__Instruction__.
Copy the lines below word for word, leaving out the pictures.

(Data listing begins)

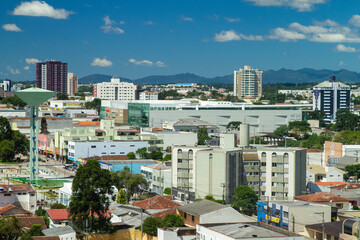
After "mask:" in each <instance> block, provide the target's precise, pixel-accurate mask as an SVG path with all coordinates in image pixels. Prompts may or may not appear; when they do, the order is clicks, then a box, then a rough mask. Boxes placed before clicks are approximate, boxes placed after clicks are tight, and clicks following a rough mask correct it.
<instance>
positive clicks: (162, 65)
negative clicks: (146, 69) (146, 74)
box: [129, 58, 166, 67]
mask: <svg viewBox="0 0 360 240" xmlns="http://www.w3.org/2000/svg"><path fill="white" fill-rule="evenodd" d="M129 62H130V63H133V64H135V65H142V66H150V67H152V66H156V67H166V65H165V64H164V62H162V61H156V62H152V61H149V60H140V61H137V60H135V59H134V58H130V59H129Z"/></svg>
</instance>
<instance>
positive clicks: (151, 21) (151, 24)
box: [145, 20, 156, 25]
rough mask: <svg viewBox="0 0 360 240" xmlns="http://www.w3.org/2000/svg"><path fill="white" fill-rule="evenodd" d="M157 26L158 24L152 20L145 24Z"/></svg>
mask: <svg viewBox="0 0 360 240" xmlns="http://www.w3.org/2000/svg"><path fill="white" fill-rule="evenodd" d="M155 24H156V23H155V22H153V21H151V20H149V21H146V22H145V25H155Z"/></svg>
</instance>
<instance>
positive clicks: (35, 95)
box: [15, 87, 56, 182]
mask: <svg viewBox="0 0 360 240" xmlns="http://www.w3.org/2000/svg"><path fill="white" fill-rule="evenodd" d="M15 95H16V96H18V97H19V98H21V99H22V100H23V101H24V102H26V103H27V104H28V105H29V106H30V182H32V181H33V180H34V179H38V172H39V155H38V154H39V150H38V147H39V144H38V142H39V140H38V136H39V127H38V126H39V116H38V115H39V108H38V107H39V106H40V104H42V103H43V102H45V101H46V100H48V99H50V98H52V97H53V96H55V95H56V92H53V91H49V90H45V89H41V88H35V87H33V88H27V89H24V90H20V91H18V92H15Z"/></svg>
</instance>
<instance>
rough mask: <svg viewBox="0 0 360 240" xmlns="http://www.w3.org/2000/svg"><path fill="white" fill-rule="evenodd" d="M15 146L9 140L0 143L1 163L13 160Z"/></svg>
mask: <svg viewBox="0 0 360 240" xmlns="http://www.w3.org/2000/svg"><path fill="white" fill-rule="evenodd" d="M14 148H15V144H14V142H13V141H11V140H3V141H1V142H0V159H1V161H3V162H10V161H13V160H14V156H15V150H14Z"/></svg>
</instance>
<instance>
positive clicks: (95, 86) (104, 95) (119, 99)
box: [93, 77, 136, 100]
mask: <svg viewBox="0 0 360 240" xmlns="http://www.w3.org/2000/svg"><path fill="white" fill-rule="evenodd" d="M135 91H136V85H134V84H133V83H129V82H120V78H118V77H113V78H111V81H110V82H102V83H98V84H94V85H93V96H94V97H96V98H100V99H104V100H135Z"/></svg>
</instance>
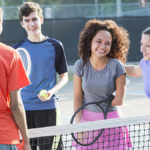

(Data listing ends)

__Result of this exercise__.
After "mask:" in each <instance> block, provide the target's precise, pixel-accurate mask as an SVG path with all coordinates in image pixels. Prompts may or may not appear; when they do, the order is clicks, then a box, then a rough mask. Boxes placed before clicks are approximate, boxes placed after clicks are tight, and clicks following a rough mask correct it.
<instance>
positive clicks: (162, 65)
negative clicks: (146, 69) (146, 74)
box: [129, 58, 166, 67]
mask: <svg viewBox="0 0 360 240" xmlns="http://www.w3.org/2000/svg"><path fill="white" fill-rule="evenodd" d="M129 62H130V63H133V64H135V65H142V66H150V67H152V66H156V67H166V65H165V64H164V62H162V61H156V62H152V61H149V60H140V61H137V60H135V59H134V58H130V59H129Z"/></svg>
</instance>
<instance>
positive clicks: (151, 21) (151, 24)
box: [145, 20, 156, 25]
rough mask: <svg viewBox="0 0 360 240" xmlns="http://www.w3.org/2000/svg"><path fill="white" fill-rule="evenodd" d="M157 26L158 24L152 20L145 24Z"/></svg>
mask: <svg viewBox="0 0 360 240" xmlns="http://www.w3.org/2000/svg"><path fill="white" fill-rule="evenodd" d="M155 24H156V23H155V22H153V21H151V20H149V21H146V22H145V25H155Z"/></svg>
</instance>
<instance>
positive clicks: (35, 95)
box: [15, 87, 56, 182]
mask: <svg viewBox="0 0 360 240" xmlns="http://www.w3.org/2000/svg"><path fill="white" fill-rule="evenodd" d="M15 95H16V96H18V97H19V98H21V99H22V100H23V101H24V102H26V103H27V104H28V105H29V106H30V182H32V181H33V180H34V179H38V172H39V155H38V154H39V150H38V147H39V144H38V142H39V140H38V136H39V127H38V126H39V116H38V115H39V108H38V107H39V106H40V104H42V103H43V102H45V101H46V100H48V99H50V98H52V97H53V96H55V95H56V92H53V91H49V90H45V89H41V88H35V87H33V88H27V89H24V90H20V91H18V92H15Z"/></svg>
</instance>
<instance>
rough mask: <svg viewBox="0 0 360 240" xmlns="http://www.w3.org/2000/svg"><path fill="white" fill-rule="evenodd" d="M15 146L9 140L0 143L1 163L13 160Z"/></svg>
mask: <svg viewBox="0 0 360 240" xmlns="http://www.w3.org/2000/svg"><path fill="white" fill-rule="evenodd" d="M14 148H15V144H14V142H13V141H11V140H3V141H1V142H0V159H1V161H3V162H10V161H13V160H14V156H15V150H14Z"/></svg>
</instance>
<instance>
positive clicks: (95, 86) (104, 95) (119, 99)
box: [93, 77, 136, 100]
mask: <svg viewBox="0 0 360 240" xmlns="http://www.w3.org/2000/svg"><path fill="white" fill-rule="evenodd" d="M135 91H136V85H134V84H133V83H129V82H120V78H118V77H113V78H111V81H110V82H102V83H98V84H94V85H93V96H94V97H96V98H100V99H104V100H135Z"/></svg>
</instance>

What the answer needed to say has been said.